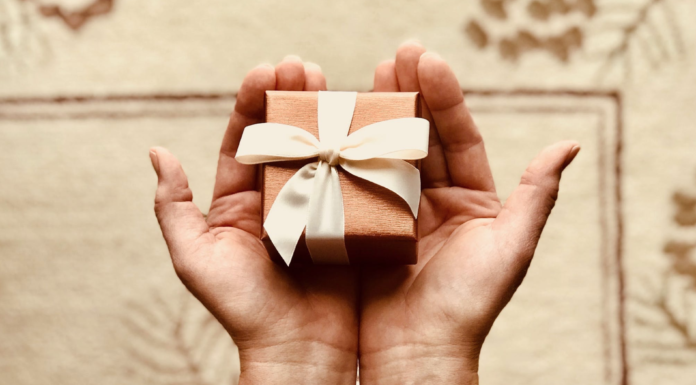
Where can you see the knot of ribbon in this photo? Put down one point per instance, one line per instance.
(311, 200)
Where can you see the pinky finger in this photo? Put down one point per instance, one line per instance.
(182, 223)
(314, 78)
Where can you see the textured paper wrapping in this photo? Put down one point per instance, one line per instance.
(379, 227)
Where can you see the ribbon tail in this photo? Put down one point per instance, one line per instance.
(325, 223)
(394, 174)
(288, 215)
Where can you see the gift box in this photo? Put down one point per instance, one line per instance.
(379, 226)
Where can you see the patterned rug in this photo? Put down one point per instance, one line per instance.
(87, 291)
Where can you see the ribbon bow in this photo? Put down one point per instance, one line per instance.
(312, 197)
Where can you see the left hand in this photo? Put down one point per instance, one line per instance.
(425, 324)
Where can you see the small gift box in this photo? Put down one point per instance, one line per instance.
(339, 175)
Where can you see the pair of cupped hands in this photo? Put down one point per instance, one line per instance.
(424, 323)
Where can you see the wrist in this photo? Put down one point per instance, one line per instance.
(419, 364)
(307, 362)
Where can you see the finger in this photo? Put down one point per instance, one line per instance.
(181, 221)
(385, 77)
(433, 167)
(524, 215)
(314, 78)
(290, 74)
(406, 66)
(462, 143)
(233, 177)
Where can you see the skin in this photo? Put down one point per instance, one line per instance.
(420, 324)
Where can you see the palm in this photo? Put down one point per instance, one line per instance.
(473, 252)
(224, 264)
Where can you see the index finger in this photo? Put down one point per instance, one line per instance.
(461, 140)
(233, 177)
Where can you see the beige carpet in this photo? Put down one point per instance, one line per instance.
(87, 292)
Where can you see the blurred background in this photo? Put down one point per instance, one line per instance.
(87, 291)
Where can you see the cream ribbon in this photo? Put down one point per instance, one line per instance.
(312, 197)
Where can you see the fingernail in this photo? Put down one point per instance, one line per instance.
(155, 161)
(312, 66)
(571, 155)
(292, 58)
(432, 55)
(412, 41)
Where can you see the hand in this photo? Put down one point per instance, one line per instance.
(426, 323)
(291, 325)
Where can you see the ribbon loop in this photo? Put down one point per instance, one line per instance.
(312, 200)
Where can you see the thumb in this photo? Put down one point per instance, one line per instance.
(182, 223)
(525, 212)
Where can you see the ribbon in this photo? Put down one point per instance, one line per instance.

########################################

**Task instructions:** You are asked to reproduce each line above exactly, but to exclude the pictures.

**Response area:**
Where can you see the knot of ribbon in this photo? Put down one point per instance, one line per instance.
(311, 200)
Where can you see the pinky finger in this photo? Put down one point per instance, one line per instance.
(182, 223)
(314, 78)
Where can you see the textured paper wrapping in this photo? Put down one point per instance, one line per instance.
(379, 227)
Where can you see the ribbon tail in this photo? Put down one point per instance, one line per instance.
(325, 223)
(394, 174)
(288, 215)
Where can you see the gift box in this photo? Put down one point per instance, one line per instance.
(379, 226)
Where can you see the patterned rug in this photo? Put down one point per instance, one line per instance.
(87, 291)
Where can you see the ribbon bow in this photo? Put down one point per instance, one line per instance.
(312, 197)
Where can you see the left hand in this photo? Put down one point per instance, one line per instance.
(425, 324)
Where can you see the small gift box in this photo? Put down one point per instance, one line per instance.
(339, 175)
Where can you see the pair of cupped hands in this photo? Put down one point per instance, one line per instance.
(424, 323)
Where can you see the wrist in this photo? Put down one point per instance, one line per instance.
(419, 364)
(307, 362)
Where can you see the finger in this photo? Put down one point per instance, one line per instance.
(181, 221)
(385, 77)
(433, 167)
(524, 215)
(314, 78)
(290, 74)
(406, 66)
(462, 143)
(233, 177)
Where can you see the skin in this photo? Put down one point per instance, one line per instance.
(420, 324)
Where can you see the palm in this photo? Put down one point per instance, one line per instance.
(473, 252)
(224, 264)
Where can you see the index finger in this photo? Put down one point per instance, one line per instance.
(461, 140)
(233, 177)
Where can you see the beige carpet in this photo? Put down one point per instance, one line per instance.
(87, 292)
Where can you see the blurred background in this photo? Put down one point per instance, one line per instance.
(87, 291)
Where can you see the cream ribbon in this photo? Put down one point per instance, one line per instance.
(312, 197)
Where can you see the fingernail in this photo? Put down one point per instance, one line per instance.
(155, 161)
(312, 66)
(571, 155)
(292, 58)
(432, 55)
(412, 41)
Where can you see the hand in this photo? Put down one point per instance, one line per instance.
(426, 323)
(291, 325)
Where can you see the ribbon loop in this photo? Put down one point per instance, one line per instance.
(312, 200)
Where can you see the thumb in this photo? Put down one point per instance, one line per instance.
(182, 223)
(525, 212)
Where can you see the ribbon in this photo? Put down one point per instance, one line per instance.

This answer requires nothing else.